4. The role of input
While widely debated in linguistic research, the effect of input on learning has received less attention in computational studies, due to the lack of availability of diverse and realistic input data. This aspect is however a pillar of usage-based theories, and can help make sense of various studies that report seemingly inconsistent results across different input data.
Starting with the issue of input size, experiments such as McCoy et al. (2018, 2020) tackle the poverty of the stimulus by testing the acquisition of specific language abilities (i.e., auxiliary inversion). However, the setup in those studies involves no pre-training or Language Modeling phase, therefore treating the phenomenon as a free-standing task. It is difficult to analyze reported results with respect to children acquisition theories, since, as the authors note themselves, humans tend to share processing strategies across phenomena. As mentioned above, Huebner et al. (2021) propose instead an attractive framework tested on TLMs, which is however affected by the exact hyperparameter setting of the model.
Turning to the actual shape of the input, Yu et al. (2020) investigate the grammatical judgments of NLMs in a minimal pair setting (i.e., two sentences that differ in their acceptability due to just one grammatical property). They find that performance is correlated across tasks and across models, suggesting that the learnability of an item does not depend on a specific model but seems to be rather tied to the statistical properties of the input (i.e., on the distribution of constituents).
In Davis and van Schijndel (2020), the authors examine biases of ANNs for ambiguous relative clause attachments. In a sentence like Andrew had dinner yesterday with the nephew of the teacher that was divorced, both nephew and teacher are available for modifications by the relative clause: from a purely grammatical perspective, both interpretations are equally plausible. English speakers however have a generic preference for attaching the relative clause to the lower nominal, while other languages such as Spanish show a preference for the higher nominal. RNNs trained on either English or Spanish do not simulate this pattern, and instead consistently prefer the low attachment (similar results are reported in Davis et al. (2020) about the influence of implicit causation on syntactic representations). The authors show this preference is an artifact of training the network on production data which, in Spanish, contains more instances of low attachments. By manually correcting this bias in the input, generating an equal proportion of high and low attachments, they find that a preference for the higher nominal is learnable by the LSTM.

(Dataset records)
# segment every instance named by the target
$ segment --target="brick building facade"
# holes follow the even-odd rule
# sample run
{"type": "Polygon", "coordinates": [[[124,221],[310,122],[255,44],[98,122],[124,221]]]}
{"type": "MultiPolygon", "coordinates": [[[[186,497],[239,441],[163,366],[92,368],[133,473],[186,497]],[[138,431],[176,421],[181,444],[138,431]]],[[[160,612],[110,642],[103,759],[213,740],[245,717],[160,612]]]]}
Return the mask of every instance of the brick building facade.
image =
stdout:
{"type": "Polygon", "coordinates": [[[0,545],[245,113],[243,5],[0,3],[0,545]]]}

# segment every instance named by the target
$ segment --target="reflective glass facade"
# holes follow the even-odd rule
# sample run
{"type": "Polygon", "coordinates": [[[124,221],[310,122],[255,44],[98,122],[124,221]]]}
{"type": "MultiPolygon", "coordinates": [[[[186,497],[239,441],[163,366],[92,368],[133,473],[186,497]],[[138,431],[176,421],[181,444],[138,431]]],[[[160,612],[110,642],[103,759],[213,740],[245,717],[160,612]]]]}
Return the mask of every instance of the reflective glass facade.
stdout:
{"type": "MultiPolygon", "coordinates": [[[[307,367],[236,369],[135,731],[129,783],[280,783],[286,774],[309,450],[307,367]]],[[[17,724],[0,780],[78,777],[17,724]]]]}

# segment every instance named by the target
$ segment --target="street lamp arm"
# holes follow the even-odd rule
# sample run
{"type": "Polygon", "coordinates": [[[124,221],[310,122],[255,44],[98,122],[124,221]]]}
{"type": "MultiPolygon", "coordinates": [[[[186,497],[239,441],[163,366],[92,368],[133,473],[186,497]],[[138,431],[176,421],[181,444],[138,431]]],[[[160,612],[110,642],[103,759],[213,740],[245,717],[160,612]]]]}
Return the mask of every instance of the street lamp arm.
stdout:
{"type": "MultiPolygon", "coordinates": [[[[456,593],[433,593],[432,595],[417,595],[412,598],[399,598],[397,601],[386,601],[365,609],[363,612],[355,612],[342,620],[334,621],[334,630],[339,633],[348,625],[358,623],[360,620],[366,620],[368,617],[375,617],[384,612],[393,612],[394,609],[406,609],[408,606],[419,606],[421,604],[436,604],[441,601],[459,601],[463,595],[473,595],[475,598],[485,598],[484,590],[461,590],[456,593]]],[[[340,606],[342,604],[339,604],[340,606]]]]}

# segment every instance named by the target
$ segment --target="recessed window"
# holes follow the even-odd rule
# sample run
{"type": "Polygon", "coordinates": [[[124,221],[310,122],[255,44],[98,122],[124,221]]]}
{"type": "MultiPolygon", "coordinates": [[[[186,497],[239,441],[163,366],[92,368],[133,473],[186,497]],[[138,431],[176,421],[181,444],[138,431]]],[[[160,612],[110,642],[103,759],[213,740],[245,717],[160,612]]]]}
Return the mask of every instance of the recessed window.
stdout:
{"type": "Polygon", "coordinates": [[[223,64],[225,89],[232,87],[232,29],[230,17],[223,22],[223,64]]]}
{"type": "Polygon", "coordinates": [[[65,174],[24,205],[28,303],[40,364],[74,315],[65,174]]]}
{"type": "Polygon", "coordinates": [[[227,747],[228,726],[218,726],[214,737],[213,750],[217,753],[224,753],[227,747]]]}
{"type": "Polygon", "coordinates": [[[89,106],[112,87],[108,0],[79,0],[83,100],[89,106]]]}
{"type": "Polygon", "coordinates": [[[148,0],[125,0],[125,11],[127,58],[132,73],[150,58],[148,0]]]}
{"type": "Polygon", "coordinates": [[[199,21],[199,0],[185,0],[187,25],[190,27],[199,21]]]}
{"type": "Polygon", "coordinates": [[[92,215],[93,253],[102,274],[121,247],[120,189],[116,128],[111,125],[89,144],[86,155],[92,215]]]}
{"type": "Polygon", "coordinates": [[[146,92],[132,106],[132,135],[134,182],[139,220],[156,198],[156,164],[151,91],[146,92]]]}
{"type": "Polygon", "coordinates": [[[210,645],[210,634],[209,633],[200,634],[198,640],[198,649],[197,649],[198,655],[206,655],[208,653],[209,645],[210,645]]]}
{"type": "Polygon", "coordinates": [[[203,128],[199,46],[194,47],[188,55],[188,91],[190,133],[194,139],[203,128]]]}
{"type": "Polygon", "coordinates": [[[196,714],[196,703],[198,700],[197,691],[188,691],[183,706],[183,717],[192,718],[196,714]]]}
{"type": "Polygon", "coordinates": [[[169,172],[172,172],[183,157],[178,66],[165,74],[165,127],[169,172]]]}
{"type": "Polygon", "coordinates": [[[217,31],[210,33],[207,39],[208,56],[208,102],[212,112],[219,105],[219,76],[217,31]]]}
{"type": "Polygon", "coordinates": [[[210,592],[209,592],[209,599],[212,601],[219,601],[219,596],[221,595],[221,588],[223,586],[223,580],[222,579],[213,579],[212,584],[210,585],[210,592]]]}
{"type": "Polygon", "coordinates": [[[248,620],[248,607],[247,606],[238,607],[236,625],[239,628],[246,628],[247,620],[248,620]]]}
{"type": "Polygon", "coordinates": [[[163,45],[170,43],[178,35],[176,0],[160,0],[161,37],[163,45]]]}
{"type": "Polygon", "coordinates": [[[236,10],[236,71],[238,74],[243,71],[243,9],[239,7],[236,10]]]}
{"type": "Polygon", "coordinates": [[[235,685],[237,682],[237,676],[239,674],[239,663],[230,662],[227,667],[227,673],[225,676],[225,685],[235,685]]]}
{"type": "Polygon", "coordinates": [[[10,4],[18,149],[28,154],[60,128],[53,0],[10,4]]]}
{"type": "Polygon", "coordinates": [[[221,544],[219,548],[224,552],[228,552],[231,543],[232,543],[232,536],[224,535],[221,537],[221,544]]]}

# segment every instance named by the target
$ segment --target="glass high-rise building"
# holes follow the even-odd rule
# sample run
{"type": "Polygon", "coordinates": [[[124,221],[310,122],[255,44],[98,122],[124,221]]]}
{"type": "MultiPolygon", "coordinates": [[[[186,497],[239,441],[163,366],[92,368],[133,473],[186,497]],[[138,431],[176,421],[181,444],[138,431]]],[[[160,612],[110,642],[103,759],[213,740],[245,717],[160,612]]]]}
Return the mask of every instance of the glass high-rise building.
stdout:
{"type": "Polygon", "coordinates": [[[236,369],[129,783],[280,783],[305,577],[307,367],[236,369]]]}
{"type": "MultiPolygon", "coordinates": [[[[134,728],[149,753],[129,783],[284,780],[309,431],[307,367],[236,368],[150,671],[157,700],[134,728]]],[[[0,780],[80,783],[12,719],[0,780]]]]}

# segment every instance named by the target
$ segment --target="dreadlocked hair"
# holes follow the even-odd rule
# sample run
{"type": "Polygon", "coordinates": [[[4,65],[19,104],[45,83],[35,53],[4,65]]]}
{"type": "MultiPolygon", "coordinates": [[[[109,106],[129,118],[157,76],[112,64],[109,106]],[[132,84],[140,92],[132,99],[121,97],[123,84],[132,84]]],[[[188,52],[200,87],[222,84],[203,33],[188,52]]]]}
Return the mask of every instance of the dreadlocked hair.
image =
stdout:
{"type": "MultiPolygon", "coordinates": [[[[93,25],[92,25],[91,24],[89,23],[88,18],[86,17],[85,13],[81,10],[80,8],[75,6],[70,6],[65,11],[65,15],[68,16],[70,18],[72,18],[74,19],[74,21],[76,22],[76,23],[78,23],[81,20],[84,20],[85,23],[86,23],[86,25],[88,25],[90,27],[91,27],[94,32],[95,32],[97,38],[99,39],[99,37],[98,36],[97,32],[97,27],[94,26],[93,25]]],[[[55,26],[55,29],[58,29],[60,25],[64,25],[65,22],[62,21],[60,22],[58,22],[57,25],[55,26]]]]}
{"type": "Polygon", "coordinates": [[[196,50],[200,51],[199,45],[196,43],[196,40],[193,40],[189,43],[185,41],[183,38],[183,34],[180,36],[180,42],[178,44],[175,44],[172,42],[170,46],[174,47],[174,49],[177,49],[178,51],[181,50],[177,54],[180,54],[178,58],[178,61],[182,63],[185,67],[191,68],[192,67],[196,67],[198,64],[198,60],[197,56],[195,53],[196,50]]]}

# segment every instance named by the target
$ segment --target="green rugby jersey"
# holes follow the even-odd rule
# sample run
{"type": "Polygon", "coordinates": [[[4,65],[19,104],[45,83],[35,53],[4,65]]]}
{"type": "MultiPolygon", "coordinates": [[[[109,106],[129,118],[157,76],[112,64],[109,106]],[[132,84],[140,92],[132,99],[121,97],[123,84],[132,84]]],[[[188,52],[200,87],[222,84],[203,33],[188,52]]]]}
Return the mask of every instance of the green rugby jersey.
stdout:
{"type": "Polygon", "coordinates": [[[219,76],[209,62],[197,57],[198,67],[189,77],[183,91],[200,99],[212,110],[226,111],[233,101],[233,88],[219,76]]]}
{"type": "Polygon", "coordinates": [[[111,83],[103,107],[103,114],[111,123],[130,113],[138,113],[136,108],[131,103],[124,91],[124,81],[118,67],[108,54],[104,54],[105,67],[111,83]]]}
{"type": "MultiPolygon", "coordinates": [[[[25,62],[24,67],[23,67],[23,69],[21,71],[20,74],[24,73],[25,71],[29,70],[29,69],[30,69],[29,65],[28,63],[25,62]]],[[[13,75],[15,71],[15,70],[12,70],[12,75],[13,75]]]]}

Jobs —
a – Decide whether each statement agrees with the text on the role of input, answering yes or no and quoting the words of the text that settle it: (i) The setup in McCoy et al. includes a pre-training or Language Modeling phase. (ii) Yu et al. find that performance is correlated across tasks and across models. (iii) English speakers generally prefer attaching the relative clause to the lower nominal.
b – Write a continuation of the text on the role of input, beginning after its final sentence.
The material is separate from the text on the role of input.

Answers to the exercise —
a –
(i) No: "the setup in those studies involves no pre-training or Language Modeling phase"
(ii) Yes: "They find that performance is correlated across tasks and across models"
(iii) Yes: "English speakers however have a generic preference for attaching the relative clause to the lower nominal"

b –
Lepori et al. (2020) experiment with an artificially constructed set of simple transitive sentences (Subject-Verb-Object), containing optional adjectival or prepositional modifiers in a controlled, probabilistic setting. They show that when a BiLSTM is fine-tuned on a distribution which explicitly requires moving beyond lexical co-occurrences and creating more abstract representations, performance dramatically improves: this suggests that a simple sequential mechanism can be enough if the linguistic signal is structured in a way that abstraction is encouraged.
Finally, Pannitto and Herbelot (2020) confirm the tendency of ANNs to reproduce the particular input they are exposed to. They train an LSTM on three different genres of child-directed data. Their results show that when asked to generate, the network accurately reproduces the distribution of the linguistic constituents in its training data, while showing much lower correlation with the distribution of the other two genres.
Overall, there seems to be evidence across the board that the statistical properties of the language input affect learnability as a whole and are responsible for inter-speaker differences. This fits well in a usage-based framework, and it also contributes to a view of grammar that allows for partial competence, as we will now discuss.
5. Graded vs. discrete notion of grammar
Usage-based theories take a graded view on acquisition of linguistic structures, acknowledging that partial competence can be observed, blurring the distinction between semantic and syntactic knowledge, and ultimately, allowing for a range of varied grammatical intuitions across speakers. Existing studies on the grammatical abilities of RNNs report results which tend to confirm this view, but they are interpreted in different ways, as we will presently see.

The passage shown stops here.